[Bounding box annotation entries]
-- Begin --

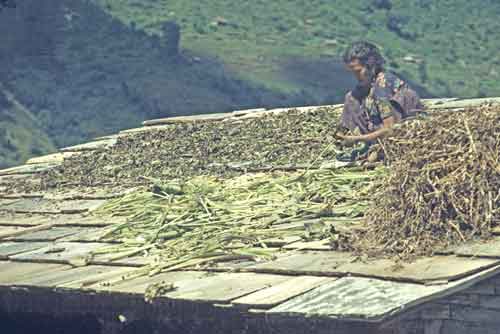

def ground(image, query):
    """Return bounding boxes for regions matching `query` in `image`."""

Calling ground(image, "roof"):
[0,98,500,328]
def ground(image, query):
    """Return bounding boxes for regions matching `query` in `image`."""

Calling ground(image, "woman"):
[337,42,423,144]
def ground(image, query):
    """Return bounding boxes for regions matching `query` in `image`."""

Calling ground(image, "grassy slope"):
[95,0,500,97]
[0,85,55,168]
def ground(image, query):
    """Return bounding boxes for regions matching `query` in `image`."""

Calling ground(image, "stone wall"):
[380,275,500,334]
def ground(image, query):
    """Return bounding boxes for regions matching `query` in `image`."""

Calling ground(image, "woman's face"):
[346,58,369,83]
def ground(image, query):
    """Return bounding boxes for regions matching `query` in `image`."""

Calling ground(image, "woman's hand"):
[335,132,360,146]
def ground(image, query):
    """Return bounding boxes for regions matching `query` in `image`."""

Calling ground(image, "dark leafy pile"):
[357,105,500,257]
[26,108,344,189]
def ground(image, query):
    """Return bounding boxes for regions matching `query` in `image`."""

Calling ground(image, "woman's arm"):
[337,116,395,143]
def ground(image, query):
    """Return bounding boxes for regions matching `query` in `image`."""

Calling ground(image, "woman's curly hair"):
[343,41,385,82]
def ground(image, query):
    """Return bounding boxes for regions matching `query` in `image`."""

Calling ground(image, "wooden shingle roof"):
[0,98,500,332]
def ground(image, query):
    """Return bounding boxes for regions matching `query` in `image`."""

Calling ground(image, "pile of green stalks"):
[353,105,500,258]
[94,167,385,275]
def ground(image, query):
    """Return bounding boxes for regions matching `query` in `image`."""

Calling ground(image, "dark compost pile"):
[23,108,344,190]
[357,105,500,256]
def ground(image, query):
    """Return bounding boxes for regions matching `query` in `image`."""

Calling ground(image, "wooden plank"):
[57,265,145,291]
[43,188,130,201]
[119,124,173,137]
[0,198,19,209]
[262,236,302,247]
[283,239,333,251]
[0,163,57,175]
[17,266,131,287]
[0,262,65,285]
[156,273,289,303]
[2,198,105,214]
[250,251,500,283]
[10,242,109,266]
[231,276,336,309]
[0,225,25,239]
[6,223,84,242]
[338,256,500,283]
[142,113,233,126]
[26,152,76,165]
[267,266,500,321]
[59,227,108,242]
[452,238,500,258]
[0,193,43,199]
[247,251,356,276]
[428,97,500,109]
[0,242,49,258]
[232,108,266,117]
[268,277,446,319]
[59,138,117,152]
[0,224,54,240]
[0,212,120,227]
[94,271,209,294]
[0,174,31,185]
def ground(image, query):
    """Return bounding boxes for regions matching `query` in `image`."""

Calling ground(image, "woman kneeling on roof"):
[336,42,423,159]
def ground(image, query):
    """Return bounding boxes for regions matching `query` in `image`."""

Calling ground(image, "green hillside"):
[95,0,500,97]
[0,84,55,168]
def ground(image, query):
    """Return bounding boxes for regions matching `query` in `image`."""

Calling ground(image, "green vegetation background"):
[0,0,500,166]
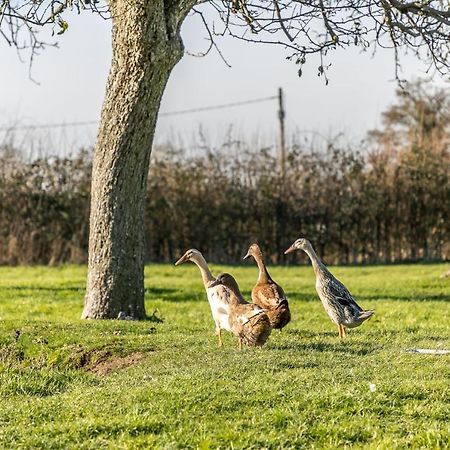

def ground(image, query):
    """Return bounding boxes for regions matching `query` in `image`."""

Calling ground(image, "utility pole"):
[278,88,286,178]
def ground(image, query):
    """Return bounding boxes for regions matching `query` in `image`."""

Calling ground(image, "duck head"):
[284,238,311,255]
[242,244,262,259]
[175,248,202,266]
[210,272,239,292]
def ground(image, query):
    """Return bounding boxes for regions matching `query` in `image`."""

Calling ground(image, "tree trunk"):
[82,0,190,319]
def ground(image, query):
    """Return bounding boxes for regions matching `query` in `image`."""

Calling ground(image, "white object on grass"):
[406,348,450,355]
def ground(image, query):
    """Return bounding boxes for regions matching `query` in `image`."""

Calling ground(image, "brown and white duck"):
[284,238,374,338]
[244,244,291,329]
[175,248,232,347]
[210,273,272,348]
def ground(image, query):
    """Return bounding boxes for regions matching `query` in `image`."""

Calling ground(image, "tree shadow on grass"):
[357,293,450,302]
[273,330,380,356]
[0,285,85,292]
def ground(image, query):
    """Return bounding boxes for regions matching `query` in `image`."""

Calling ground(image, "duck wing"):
[235,304,264,326]
[322,277,363,313]
[252,282,288,309]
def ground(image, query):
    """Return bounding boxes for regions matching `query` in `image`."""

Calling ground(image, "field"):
[0,264,450,450]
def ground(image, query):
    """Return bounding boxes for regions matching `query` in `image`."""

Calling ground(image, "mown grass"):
[0,264,450,449]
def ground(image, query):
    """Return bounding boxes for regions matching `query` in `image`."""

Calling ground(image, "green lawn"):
[0,264,450,450]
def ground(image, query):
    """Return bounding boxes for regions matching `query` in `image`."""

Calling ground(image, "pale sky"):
[0,6,442,157]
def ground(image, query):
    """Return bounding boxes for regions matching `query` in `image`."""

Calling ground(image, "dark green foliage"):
[0,82,450,264]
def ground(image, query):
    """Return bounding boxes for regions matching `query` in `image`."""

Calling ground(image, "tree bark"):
[82,0,193,319]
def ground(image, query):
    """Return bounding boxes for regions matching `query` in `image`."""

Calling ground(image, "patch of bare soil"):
[88,352,146,376]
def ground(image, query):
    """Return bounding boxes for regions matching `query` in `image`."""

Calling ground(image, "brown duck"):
[210,273,272,348]
[244,244,291,329]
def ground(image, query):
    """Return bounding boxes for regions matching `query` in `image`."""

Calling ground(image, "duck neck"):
[253,252,271,283]
[192,255,215,288]
[228,286,246,306]
[303,245,327,275]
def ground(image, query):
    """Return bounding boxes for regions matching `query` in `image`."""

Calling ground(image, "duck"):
[284,238,375,338]
[211,273,272,349]
[175,248,232,347]
[244,244,291,330]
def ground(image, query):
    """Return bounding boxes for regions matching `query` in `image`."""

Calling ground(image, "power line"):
[0,95,278,131]
[159,95,278,116]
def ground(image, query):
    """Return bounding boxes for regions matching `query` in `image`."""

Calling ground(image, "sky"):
[0,4,444,153]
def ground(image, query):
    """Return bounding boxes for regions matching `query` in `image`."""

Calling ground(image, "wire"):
[159,95,278,116]
[0,95,278,131]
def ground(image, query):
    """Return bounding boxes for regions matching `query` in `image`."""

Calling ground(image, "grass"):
[0,264,450,450]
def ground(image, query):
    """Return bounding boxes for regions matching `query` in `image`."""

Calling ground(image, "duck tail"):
[242,312,272,347]
[359,310,375,322]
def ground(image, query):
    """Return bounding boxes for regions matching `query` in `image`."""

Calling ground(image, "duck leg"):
[217,328,223,347]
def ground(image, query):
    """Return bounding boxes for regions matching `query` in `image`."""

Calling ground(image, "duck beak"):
[208,278,221,288]
[175,255,188,266]
[284,245,297,255]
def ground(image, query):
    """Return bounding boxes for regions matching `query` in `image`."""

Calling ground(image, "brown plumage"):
[244,244,291,329]
[211,273,272,347]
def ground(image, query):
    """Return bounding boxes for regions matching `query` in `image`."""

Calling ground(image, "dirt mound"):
[88,352,146,376]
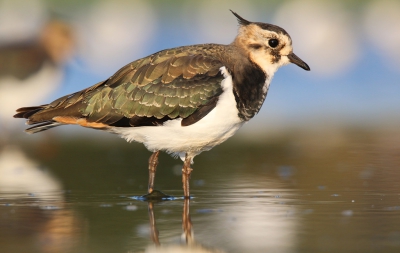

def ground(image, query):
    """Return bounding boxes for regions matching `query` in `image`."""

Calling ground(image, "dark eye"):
[249,44,262,50]
[268,39,279,48]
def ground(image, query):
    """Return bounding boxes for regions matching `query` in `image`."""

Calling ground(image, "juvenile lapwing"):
[14,11,310,198]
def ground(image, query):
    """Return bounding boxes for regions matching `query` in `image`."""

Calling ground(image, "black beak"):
[288,53,310,71]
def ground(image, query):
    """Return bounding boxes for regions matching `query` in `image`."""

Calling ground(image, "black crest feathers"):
[230,10,251,25]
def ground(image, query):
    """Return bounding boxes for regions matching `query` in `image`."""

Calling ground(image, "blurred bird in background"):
[0,20,74,141]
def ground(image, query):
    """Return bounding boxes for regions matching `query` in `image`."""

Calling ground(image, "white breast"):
[111,67,244,160]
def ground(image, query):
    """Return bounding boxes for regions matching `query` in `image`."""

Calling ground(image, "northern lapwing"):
[14,11,310,198]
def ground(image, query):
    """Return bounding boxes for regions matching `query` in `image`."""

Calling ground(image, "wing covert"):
[81,51,223,126]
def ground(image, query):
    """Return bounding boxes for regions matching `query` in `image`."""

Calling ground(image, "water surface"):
[0,132,400,252]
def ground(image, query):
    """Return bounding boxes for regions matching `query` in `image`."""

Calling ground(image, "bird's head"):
[232,11,310,74]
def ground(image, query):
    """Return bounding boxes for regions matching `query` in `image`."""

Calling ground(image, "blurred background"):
[0,0,400,252]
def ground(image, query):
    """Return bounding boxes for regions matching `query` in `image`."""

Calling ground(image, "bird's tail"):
[14,105,62,134]
[14,82,105,134]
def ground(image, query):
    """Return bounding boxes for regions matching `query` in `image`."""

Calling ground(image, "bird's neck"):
[233,62,271,121]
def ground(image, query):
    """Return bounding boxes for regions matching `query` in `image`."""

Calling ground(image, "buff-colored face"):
[236,23,309,74]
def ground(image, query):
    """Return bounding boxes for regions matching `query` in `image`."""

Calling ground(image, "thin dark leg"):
[147,151,160,194]
[182,154,192,199]
[147,201,160,246]
[182,199,194,245]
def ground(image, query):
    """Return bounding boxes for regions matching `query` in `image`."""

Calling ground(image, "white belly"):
[111,67,244,160]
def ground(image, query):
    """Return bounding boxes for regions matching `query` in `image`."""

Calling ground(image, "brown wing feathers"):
[14,44,223,132]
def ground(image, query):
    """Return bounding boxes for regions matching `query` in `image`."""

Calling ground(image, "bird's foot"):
[133,190,177,202]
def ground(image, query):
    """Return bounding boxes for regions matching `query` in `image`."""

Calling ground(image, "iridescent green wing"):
[81,49,223,126]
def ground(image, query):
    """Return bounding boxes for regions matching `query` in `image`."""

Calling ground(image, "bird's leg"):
[182,154,193,199]
[182,199,194,245]
[147,201,160,246]
[147,150,160,194]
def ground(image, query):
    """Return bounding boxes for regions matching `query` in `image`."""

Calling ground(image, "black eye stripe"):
[249,44,262,49]
[268,39,279,48]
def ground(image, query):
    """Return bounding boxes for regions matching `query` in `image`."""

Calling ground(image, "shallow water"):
[0,133,400,252]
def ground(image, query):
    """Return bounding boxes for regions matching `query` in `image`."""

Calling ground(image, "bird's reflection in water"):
[144,199,224,253]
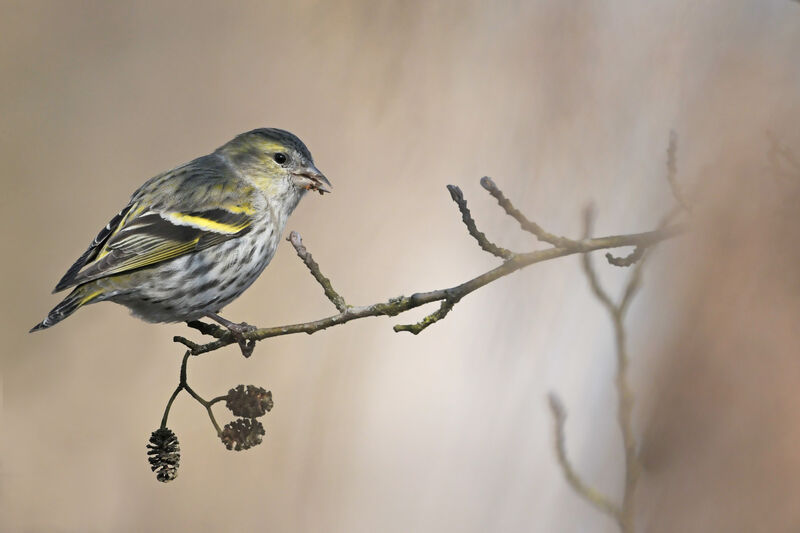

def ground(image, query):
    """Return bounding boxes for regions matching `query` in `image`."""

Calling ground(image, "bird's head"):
[217,128,331,195]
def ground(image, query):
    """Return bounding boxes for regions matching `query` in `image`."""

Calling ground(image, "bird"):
[30,128,332,355]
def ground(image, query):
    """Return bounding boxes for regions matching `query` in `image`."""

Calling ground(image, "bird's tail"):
[29,282,105,333]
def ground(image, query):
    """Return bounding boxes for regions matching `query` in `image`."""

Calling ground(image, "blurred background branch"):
[549,131,691,533]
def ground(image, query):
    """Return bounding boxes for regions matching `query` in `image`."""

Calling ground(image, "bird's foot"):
[207,313,258,357]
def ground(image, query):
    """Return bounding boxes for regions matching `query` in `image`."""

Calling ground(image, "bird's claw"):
[227,322,258,357]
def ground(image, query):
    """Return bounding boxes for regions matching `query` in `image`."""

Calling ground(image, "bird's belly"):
[109,223,278,322]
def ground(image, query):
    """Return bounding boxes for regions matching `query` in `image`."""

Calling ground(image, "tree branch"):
[548,393,621,521]
[173,212,683,355]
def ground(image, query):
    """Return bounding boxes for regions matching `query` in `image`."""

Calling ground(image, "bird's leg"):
[206,313,258,357]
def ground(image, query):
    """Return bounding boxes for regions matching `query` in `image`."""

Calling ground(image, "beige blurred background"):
[0,0,800,532]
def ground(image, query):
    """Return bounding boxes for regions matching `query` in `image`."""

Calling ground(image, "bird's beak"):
[292,165,332,194]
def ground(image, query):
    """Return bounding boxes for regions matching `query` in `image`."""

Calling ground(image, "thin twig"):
[548,393,621,521]
[286,231,348,313]
[606,246,646,267]
[667,131,692,213]
[481,176,575,248]
[447,185,514,259]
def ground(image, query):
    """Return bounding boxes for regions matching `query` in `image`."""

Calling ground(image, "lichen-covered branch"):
[161,165,682,482]
[288,231,348,313]
[173,178,682,355]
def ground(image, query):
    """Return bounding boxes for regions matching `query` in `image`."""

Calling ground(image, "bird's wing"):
[55,156,255,292]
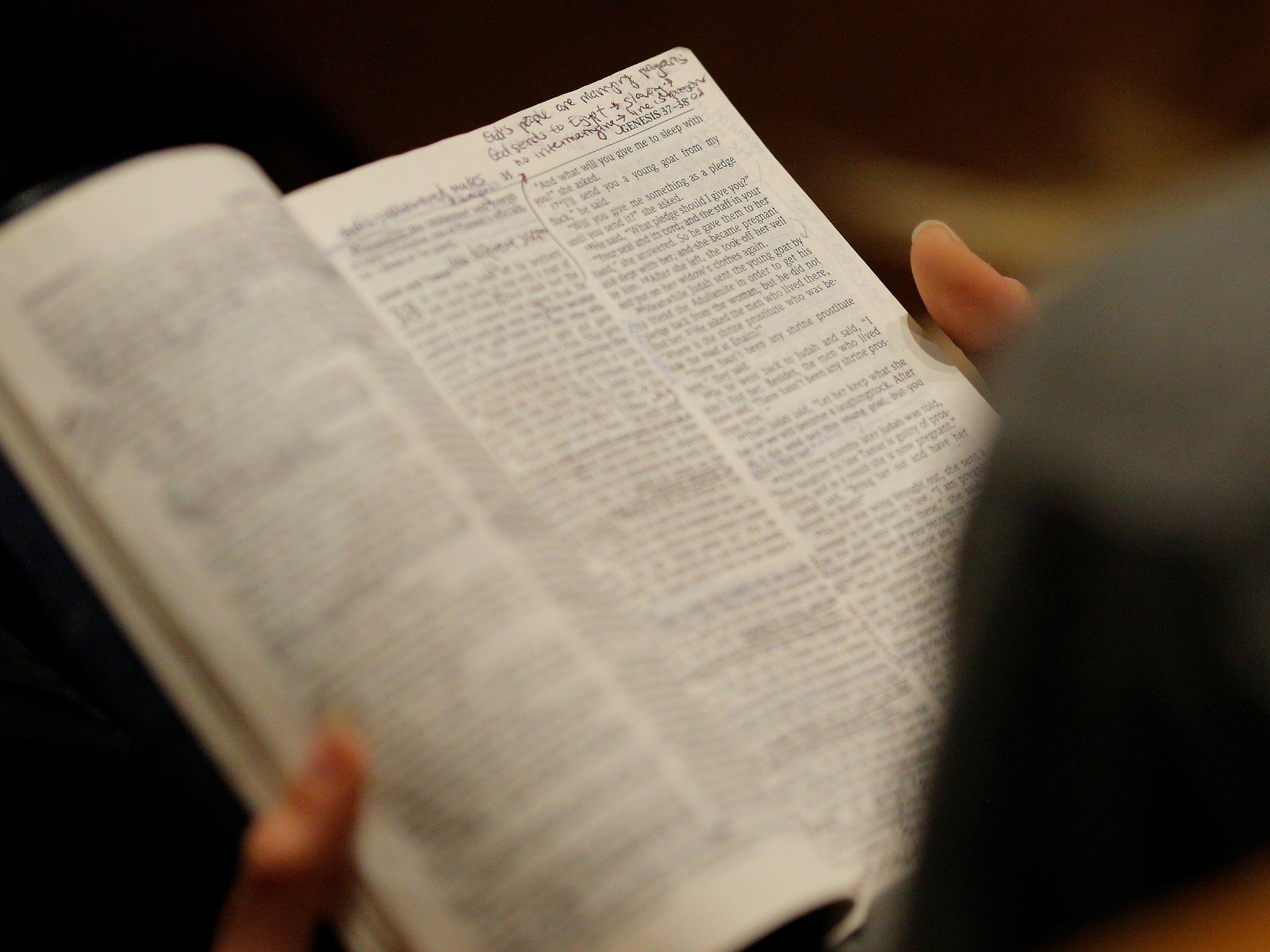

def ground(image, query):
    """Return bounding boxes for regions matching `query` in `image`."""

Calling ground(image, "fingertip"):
[242,802,319,881]
[909,219,1032,354]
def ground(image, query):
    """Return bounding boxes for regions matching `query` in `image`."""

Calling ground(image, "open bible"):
[0,50,993,952]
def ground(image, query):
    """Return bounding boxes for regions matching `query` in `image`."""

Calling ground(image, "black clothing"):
[903,175,1270,952]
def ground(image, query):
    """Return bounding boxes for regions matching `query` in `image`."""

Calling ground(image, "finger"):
[212,726,366,952]
[909,221,1036,356]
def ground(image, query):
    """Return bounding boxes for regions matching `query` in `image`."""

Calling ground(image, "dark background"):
[0,0,1270,948]
[7,0,1270,310]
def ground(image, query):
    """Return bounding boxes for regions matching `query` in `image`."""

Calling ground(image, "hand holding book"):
[203,222,1034,952]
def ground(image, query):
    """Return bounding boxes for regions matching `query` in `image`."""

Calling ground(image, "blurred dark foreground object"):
[903,159,1270,952]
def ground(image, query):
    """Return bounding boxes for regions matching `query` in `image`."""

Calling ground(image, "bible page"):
[0,148,855,952]
[286,48,995,907]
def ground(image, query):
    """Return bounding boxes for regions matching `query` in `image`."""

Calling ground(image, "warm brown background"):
[7,0,1270,317]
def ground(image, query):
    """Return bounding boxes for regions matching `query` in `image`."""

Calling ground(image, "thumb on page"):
[212,725,366,952]
[909,221,1036,369]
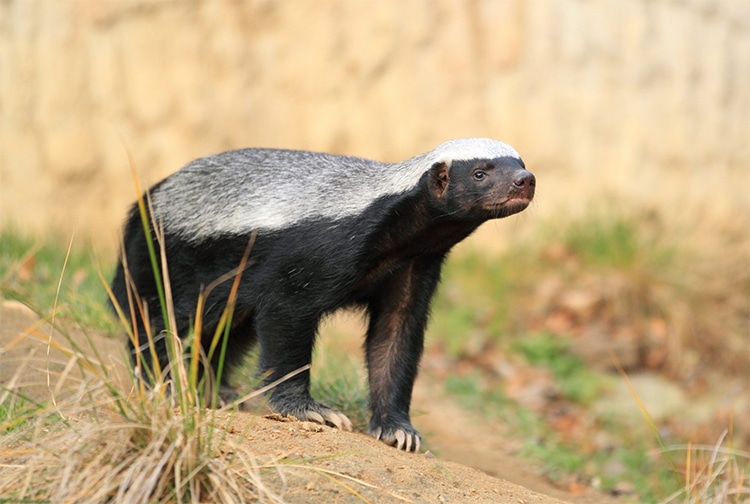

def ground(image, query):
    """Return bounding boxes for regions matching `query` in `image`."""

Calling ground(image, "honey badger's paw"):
[370,423,422,453]
[271,399,353,432]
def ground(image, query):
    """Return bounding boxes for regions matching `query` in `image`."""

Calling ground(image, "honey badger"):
[112,138,536,451]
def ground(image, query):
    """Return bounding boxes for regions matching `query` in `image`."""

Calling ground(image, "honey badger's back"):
[113,139,533,450]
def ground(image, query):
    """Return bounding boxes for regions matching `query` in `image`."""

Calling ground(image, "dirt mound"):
[0,301,636,503]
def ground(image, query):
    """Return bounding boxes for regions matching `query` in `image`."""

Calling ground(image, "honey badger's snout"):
[511,170,536,200]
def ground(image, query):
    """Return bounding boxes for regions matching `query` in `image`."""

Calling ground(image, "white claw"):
[396,430,406,450]
[306,411,326,425]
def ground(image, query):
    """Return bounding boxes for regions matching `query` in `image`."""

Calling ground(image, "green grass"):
[428,207,748,502]
[0,228,119,334]
[513,333,605,405]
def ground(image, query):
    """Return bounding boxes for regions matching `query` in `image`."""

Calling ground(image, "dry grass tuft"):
[0,346,288,502]
[663,432,750,504]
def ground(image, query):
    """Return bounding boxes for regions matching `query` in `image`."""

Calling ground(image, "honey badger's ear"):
[430,161,450,198]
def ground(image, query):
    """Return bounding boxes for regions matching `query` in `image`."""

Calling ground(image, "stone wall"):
[0,0,750,244]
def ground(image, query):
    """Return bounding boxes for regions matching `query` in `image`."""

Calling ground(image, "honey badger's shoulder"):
[151,138,520,241]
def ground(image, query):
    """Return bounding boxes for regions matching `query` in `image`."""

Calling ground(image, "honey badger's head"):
[429,139,536,220]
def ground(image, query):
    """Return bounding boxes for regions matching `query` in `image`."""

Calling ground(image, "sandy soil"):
[0,301,617,504]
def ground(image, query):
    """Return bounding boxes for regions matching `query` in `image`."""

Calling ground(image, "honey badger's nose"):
[513,170,536,189]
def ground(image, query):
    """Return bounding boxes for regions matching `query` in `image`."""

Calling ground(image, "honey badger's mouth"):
[483,195,531,217]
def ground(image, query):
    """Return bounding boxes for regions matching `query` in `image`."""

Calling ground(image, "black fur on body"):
[112,139,535,451]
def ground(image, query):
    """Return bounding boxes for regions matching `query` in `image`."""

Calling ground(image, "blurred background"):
[0,0,750,242]
[0,0,750,502]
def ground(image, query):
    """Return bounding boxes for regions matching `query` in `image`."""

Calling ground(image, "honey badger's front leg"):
[366,254,445,452]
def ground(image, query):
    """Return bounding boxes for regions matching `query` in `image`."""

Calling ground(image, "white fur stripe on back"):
[152,138,520,242]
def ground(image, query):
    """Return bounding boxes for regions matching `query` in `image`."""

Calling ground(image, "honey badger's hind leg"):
[256,314,353,431]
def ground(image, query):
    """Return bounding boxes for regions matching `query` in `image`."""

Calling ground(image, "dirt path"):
[0,301,614,504]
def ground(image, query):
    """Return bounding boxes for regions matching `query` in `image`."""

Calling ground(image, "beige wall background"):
[0,0,750,245]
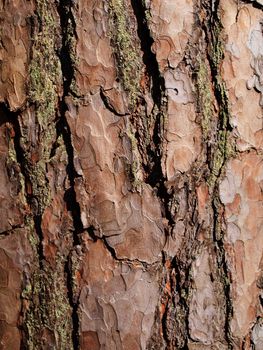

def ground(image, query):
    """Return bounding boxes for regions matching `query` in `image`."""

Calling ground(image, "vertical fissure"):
[56,0,83,350]
[203,0,233,349]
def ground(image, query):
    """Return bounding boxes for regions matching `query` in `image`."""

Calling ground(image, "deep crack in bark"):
[56,0,83,350]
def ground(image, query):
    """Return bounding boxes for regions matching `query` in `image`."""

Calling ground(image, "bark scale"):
[0,0,263,350]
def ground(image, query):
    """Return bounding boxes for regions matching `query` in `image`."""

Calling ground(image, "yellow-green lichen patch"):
[197,59,213,140]
[127,125,142,191]
[22,258,73,350]
[25,0,62,215]
[109,0,142,108]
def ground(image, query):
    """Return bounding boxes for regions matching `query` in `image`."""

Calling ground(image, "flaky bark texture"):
[0,0,263,350]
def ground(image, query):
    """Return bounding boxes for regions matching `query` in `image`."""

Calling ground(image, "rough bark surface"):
[0,0,263,350]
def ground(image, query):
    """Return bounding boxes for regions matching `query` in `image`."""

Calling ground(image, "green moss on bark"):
[109,0,142,109]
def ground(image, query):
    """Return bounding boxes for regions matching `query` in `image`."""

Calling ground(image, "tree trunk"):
[0,0,263,350]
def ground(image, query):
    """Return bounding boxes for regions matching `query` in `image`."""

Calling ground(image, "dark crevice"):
[131,0,174,227]
[56,0,83,350]
[240,0,263,10]
[131,0,165,107]
[203,0,233,349]
[0,103,44,264]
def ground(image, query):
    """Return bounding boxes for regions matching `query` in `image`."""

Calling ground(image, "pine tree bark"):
[0,0,263,350]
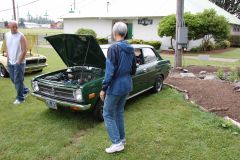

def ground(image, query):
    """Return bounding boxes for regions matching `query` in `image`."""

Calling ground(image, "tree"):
[158,9,230,50]
[196,9,230,50]
[158,12,202,48]
[210,0,240,18]
[76,28,97,38]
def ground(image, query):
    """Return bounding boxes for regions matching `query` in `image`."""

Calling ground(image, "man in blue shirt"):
[100,22,136,153]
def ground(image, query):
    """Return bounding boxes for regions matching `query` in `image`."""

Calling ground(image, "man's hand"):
[100,91,105,102]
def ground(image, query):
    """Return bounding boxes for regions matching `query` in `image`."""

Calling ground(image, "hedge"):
[76,28,97,38]
[97,38,108,44]
[128,39,161,50]
[229,35,240,47]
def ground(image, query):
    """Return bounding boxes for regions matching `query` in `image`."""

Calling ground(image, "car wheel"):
[93,99,103,122]
[0,64,9,77]
[153,76,163,93]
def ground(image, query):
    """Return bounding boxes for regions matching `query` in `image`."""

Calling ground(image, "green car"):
[32,34,171,121]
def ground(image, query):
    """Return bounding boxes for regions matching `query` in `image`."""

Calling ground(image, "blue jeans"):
[103,94,128,144]
[8,62,29,101]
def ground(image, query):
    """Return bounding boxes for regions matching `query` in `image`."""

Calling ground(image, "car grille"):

-- End --

Short task: Pull out every line of the records that contains the word "white" and copy each one unchanged. Match case, so a capitalized form doesn't count.

Result:
Calling ground(image, "white object on grass"):
Calling ground(image, "brown and white duck"):
Calling ground(image, "white breast"):
Calling ground(image, "white belly"):
Calling ground(image, "white claw"):
Calling ground(image, "white fur stripe on back"):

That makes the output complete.